What you need to do: Please collect every line in the rows below that contains the word "When". Case counts, so match capital and lowercase letters as given.

Entries supplied:
-*-*-

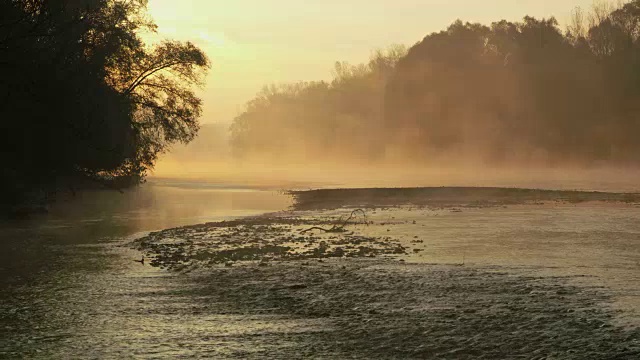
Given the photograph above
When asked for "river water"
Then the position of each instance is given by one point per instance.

-*-*-

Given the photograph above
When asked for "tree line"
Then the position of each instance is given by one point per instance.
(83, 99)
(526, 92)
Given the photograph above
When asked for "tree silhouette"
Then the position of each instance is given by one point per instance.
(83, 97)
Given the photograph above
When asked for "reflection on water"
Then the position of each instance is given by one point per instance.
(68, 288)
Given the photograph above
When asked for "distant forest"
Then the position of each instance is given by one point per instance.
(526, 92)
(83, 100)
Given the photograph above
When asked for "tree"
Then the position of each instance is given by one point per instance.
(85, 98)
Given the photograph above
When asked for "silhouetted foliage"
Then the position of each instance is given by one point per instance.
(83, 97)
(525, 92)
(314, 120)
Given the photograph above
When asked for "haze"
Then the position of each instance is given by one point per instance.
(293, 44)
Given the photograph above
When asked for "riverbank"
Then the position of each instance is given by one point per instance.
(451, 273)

-*-*-

Solution for this exercise:
When asked for "river water"
When asked for "tree line"
When asked for "tree silhouette"
When asked for "reflection on water"
When asked for "distant forest"
When asked for "tree"
When asked for "silhouetted foliage"
When asked for "haze"
When asked for "riverbank"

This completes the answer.